◆ PAGE TEXT
BEGIN

One of the most captivating regions in southern Italy, Puglia stretches across the sun-drenched “heel” of the Italian boot. Here, endless olive groves, charming coastal landscapes and villages with an ancient soul await you at every turn. There’s no better way to truly experience it all than by tasting the local cuisine, sipping regional wines and uncovering its hidden treasures along the way.
This travel guide collects our recommendations on the must-see places and the typical dishes you simply can’t leave without trying. And here’s the good news: Puglia is also a perfect destination to explore by bike, with quiet country roads and breathtaking coastal routes to discover at your own pace. We travel there from March to November. Will you join us?

Alberobello, the city of trulli

Alberobello exudes the authentic spirit of Puglia. Its narrow streets are lined with white trulli—the traditional dome-roofed houses—and small local shops. Green ivy blends with the colors of flowers that enliven every alleyway. Stroll through the two main districts, Rione Monti and Rione Aia Piccola, and soak up the atmosphere. If you’re lucky, you might come across an elderly woman kneading orecchiette pasta by hand. Be sure to visit the Trullo Sovrano, and then head to the Trullo Siamese. The latter’s strange shape stems from an ancient legend. Two brothers who were in love with the same woman lived in the trullo. The young woman was promised in marriage to the eldest son but she was actually in love with the second, and they soon became lovers. When the betrayal was discovered, the elder brother kicked them both out of the trullo. The younger brother, however, asked for his share of the inheritance, and the house was divided in two.
From the Santa Lucia viewpoint, you can enjoy a unique view. It is impressive at sunset and quite beautiful in the evening when all the trulli are illuminated!

Ostuni, the white city

Perched on a hill, Ostuni boasts stunning sea views. Its distinctive whitewashed buildings have earned Ostuni the nickname “the White City.” At the heart of the city is Piazza della Libertà, home to the Church of San Francesco, the town hall, and the Column of Sant’Oronzo, which symbolizes devotion to the patron saint. The main street in the historic center, Via della Cattedrale, is lined with picturesque artisan shops and vendors selling delicious local products. At the end of the street stands the Cathedral of S. Maria Assunta, a prime example of late Apulian Baroque architecture. Nearby is the Scoppa arch, said to be inspired by the Ponte dei Sospiri (Bridge of Sighs) in Venice.
Before leaving the center, be sure to see the famous Porta Blu (Blue Gate), also known as the Gate of Paradise, due to the stark contrast between the blue door and white wall. According to legend, lovers and travelers would stop in front of the door to share their promises, desires, and dreams, hoping that the wind and waves of the sea would make them come true.

END

◆ RECORDED DATA
BEGIN

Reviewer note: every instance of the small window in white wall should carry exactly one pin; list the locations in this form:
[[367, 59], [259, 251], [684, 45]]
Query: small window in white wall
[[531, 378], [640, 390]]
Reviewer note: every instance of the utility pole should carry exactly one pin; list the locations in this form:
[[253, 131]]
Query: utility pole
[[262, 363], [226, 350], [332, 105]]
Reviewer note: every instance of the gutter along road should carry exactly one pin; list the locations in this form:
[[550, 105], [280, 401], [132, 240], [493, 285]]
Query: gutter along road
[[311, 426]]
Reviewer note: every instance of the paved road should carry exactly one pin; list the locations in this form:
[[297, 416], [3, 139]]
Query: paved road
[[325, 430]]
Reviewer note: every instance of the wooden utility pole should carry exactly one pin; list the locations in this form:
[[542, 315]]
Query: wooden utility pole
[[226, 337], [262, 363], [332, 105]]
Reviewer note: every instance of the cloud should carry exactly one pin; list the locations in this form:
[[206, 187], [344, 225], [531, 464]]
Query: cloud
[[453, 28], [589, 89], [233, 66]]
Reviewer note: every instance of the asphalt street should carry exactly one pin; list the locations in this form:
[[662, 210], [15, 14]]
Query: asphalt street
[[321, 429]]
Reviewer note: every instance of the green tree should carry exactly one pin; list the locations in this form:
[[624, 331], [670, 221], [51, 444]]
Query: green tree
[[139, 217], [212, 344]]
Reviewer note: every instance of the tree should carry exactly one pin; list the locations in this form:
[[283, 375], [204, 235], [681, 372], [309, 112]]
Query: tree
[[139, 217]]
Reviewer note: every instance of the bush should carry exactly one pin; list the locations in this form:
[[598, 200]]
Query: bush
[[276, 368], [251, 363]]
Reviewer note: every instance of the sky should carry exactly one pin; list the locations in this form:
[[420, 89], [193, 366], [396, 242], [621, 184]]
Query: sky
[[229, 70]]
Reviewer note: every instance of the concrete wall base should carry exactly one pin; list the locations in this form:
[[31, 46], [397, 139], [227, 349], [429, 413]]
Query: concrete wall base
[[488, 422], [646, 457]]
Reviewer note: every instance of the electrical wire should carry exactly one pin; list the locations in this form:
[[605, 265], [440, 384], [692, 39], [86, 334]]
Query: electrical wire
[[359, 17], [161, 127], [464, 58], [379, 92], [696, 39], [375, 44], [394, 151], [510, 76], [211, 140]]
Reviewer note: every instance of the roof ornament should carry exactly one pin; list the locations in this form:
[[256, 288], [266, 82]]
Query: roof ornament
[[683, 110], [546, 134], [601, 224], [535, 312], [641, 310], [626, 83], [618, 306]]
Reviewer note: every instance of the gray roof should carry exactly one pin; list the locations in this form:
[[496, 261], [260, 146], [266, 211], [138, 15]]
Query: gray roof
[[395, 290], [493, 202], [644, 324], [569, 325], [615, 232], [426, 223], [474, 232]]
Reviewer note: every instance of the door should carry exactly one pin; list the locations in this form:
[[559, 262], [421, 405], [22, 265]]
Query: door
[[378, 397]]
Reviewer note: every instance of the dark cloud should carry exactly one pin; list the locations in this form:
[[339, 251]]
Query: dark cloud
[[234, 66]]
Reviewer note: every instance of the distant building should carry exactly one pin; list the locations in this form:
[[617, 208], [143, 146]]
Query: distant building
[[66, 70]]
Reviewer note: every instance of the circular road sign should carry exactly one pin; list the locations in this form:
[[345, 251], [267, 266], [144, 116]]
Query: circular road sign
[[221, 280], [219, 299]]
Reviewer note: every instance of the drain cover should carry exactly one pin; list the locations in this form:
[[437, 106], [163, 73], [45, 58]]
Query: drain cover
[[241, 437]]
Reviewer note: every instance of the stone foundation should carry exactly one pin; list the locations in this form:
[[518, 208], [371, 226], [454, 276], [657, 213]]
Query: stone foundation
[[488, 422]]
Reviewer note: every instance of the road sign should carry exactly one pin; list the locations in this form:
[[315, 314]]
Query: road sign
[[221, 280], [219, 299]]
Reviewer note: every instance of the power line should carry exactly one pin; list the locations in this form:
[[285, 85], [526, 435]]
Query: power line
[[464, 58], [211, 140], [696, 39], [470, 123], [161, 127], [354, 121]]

END
BEGIN

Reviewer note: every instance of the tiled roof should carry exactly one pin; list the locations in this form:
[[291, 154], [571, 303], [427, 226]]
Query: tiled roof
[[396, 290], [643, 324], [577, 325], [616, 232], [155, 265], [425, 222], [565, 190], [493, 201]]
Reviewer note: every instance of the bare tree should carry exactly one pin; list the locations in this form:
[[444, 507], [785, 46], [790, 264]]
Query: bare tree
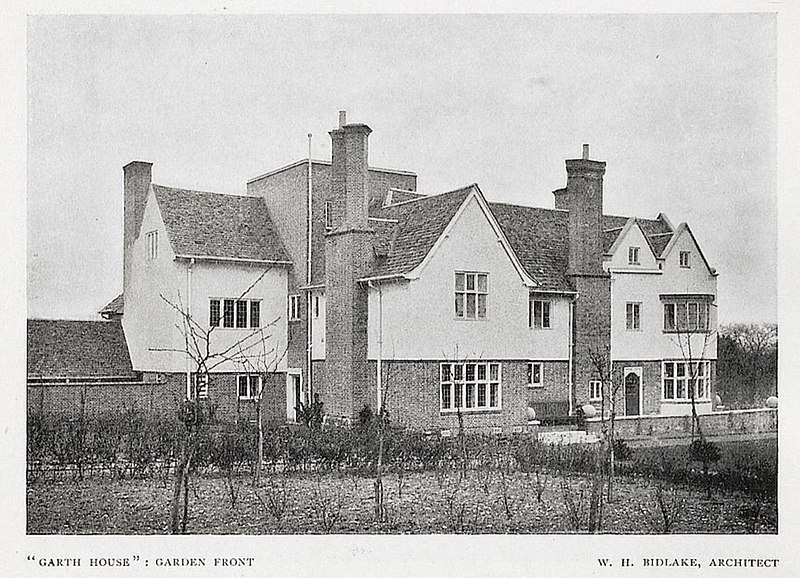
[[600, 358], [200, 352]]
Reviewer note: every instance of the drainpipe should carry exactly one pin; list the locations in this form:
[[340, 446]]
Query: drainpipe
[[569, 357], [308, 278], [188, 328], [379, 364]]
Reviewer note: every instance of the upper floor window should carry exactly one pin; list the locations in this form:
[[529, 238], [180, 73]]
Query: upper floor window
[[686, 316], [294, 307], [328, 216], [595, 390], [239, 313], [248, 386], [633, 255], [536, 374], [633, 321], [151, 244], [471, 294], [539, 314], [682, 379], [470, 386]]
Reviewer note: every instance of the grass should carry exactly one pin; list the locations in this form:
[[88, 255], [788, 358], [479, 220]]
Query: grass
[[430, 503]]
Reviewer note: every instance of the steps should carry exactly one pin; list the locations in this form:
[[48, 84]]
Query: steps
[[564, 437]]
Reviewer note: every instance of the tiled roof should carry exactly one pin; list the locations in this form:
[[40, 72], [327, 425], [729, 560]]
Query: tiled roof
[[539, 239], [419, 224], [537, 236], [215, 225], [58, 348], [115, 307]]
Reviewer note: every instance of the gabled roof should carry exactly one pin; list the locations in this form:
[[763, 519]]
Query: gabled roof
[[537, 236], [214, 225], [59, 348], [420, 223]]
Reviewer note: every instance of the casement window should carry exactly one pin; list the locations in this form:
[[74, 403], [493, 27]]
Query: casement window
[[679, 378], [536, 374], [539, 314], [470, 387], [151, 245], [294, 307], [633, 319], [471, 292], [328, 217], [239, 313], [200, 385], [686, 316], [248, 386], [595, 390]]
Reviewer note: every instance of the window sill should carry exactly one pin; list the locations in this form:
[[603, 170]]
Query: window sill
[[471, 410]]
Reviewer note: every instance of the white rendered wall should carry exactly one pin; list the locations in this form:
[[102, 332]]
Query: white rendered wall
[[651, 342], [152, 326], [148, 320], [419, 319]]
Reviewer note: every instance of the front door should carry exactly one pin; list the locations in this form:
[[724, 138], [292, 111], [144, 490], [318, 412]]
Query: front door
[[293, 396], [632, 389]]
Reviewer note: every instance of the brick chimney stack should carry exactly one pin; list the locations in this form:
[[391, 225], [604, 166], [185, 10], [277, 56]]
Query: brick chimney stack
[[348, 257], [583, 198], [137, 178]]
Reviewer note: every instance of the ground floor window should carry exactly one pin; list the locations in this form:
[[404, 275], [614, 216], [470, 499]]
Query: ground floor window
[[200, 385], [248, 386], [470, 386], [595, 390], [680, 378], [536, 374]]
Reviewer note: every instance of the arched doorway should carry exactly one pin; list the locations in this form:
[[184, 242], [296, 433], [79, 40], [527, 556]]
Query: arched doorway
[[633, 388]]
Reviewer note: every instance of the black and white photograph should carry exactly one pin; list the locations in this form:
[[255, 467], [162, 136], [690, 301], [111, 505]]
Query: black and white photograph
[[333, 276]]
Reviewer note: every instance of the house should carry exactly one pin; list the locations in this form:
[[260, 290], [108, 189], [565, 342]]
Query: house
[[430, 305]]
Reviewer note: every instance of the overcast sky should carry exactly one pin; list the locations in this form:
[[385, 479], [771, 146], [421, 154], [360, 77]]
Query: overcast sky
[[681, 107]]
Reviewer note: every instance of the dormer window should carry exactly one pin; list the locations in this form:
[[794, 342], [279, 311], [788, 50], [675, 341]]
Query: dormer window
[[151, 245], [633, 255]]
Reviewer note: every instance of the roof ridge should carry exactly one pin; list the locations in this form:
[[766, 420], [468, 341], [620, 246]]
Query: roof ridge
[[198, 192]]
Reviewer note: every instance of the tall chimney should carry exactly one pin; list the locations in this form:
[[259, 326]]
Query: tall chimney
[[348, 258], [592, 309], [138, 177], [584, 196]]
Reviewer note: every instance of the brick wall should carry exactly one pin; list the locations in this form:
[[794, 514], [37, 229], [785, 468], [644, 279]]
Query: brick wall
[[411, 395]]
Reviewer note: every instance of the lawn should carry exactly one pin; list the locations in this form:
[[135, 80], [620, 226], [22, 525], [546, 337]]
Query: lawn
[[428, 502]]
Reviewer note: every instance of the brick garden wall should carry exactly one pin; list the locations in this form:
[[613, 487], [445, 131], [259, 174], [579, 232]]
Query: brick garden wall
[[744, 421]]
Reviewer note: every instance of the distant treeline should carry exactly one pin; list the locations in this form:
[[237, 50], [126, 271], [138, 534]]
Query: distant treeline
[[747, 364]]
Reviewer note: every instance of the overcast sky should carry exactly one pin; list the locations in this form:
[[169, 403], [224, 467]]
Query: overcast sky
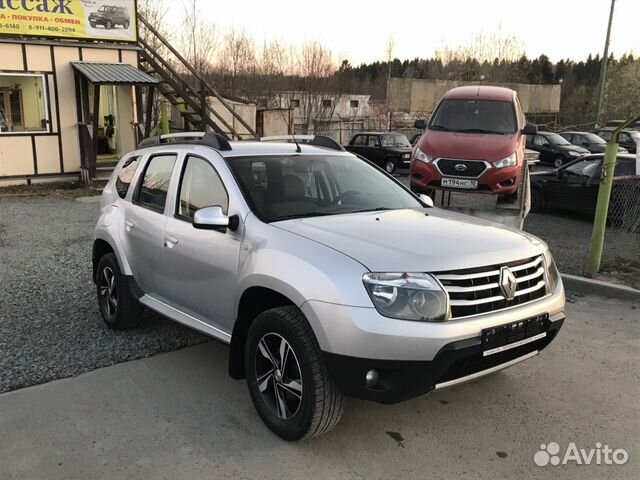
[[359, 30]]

END
BEGIN

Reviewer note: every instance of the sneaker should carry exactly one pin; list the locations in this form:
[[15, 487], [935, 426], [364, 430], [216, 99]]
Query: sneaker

END

◆ REQUIREMENTS
[A] In the listing, rewrite the stretch from the line that contains "Reviewer note: every instance of the small" through the line that contains "[[325, 430]]", putting "Annotator note" in place of "Reviewer note" and keeping everything else the same.
[B] Please extend the Puglia travel guide beyond its last sentence.

◆ ANSWERS BELOW
[A]
Annotator note: every instance of the small window in white wall should carry exactly one pin; list the locations in this form:
[[367, 59], [259, 251], [684, 45]]
Query: small window in white wall
[[531, 378], [640, 390]]
Annotator note: every instance of the utility pole should carry exactly one pin; list the locations in this form:
[[253, 131]]
Query: utility pole
[[262, 363], [226, 350], [332, 105]]
Annotator note: every instance of the gutter along road should carry exactly one pin; list the locations in this form:
[[550, 105], [280, 401], [132, 240], [493, 285]]
Query: gutter along road
[[311, 426]]
Annotator note: every instance of the paved road should carry exactly one pin; list the locations in this form:
[[297, 416], [3, 139]]
Query: paved road
[[325, 430]]

[B]
Lecce and its baroque

In the heart of Salento lies Lecce, a small city that will win you over with its extraordinary Baroque architecture and the warm glow of pietra leccese — the golden local stone used in the construction of virtually every building in the historic centre. Step through one of the city’s three ancient gates to begin your exploration: Porta Napoli, which once marked the road to the capital of the Kingdom; Porta Rudiae, a fine example of Lecce Baroque in its own right; or Porta San Biagio, with its distinctive pinkish hue. Once inside, let yourself wander through streets lined with noble palaces, flower-draped balconies and hidden courtyards tucked between churches and narrow alleyways. Look up often — the city rewards those who do! From the Basilica di Santa Croce, the most celebrated symbol of Lecce’s distinctive style, to the sumptuous cathedral and bell tower framing Piazza del Duomo, the Baroque here is unlike anywhere else. Before you leave, make sure to stop at Piazza Sant’Oronzo, where a partially excavated Roman amphitheatre brings two thousand years of history right to the surface.

Bari, the capital city

Bari is a charming city with two souls. The old town — Bari Vecchia — is emblematic of Apulian traditions and culture, while the elegant Murat district offers a more modern vibe. Stroll along the seafront and let the sound of the waves guide you. Admire the many small, colourful boats and enjoy the company of the fishermen selling their fresh catch. The historic centre welcomes you with a maze of colourful alleys lined with small shops selling handmade souvenirs, fresh fruit and other local products. It’s an explosion of scents!
And let’s not forget the famous Via delle Orecchiette. Local women keep tradition alive here by sitting outside their doorways every day, kneading kilos and kilos of fresh pasta by hand just as their grandmothers did before them, bringing this small street to life in the most authentic way. It’s an unparalleled immersion in local culture.
Pass under the Arco delle Meraviglie (Arch of Wonders), said to have been built in one night to allow two lovers to marry. Then make your way to the Basilica di San Nicola, a masterpiece of Romanesque architecture that houses the relics of St. Nicholas and has become an established pilgrimage site for the faithful, and one of the most visited places in Puglia. And if you can, time your visit to end at the Fortino di Sant’Antonio, a favourite local spot for watching the sun sink into the Adriatic.

Otranto, Italy’s easternmost municipality

Did you know that Otranto is the easternmost municipality in Italy? Known as the “little pearl of Salento,” it stands out for its ancient village, stone-paved streets, and Aragonese castle overlooking the sea. Climb up to the castle’s ramparts for a wonderful view over the town and the coastline.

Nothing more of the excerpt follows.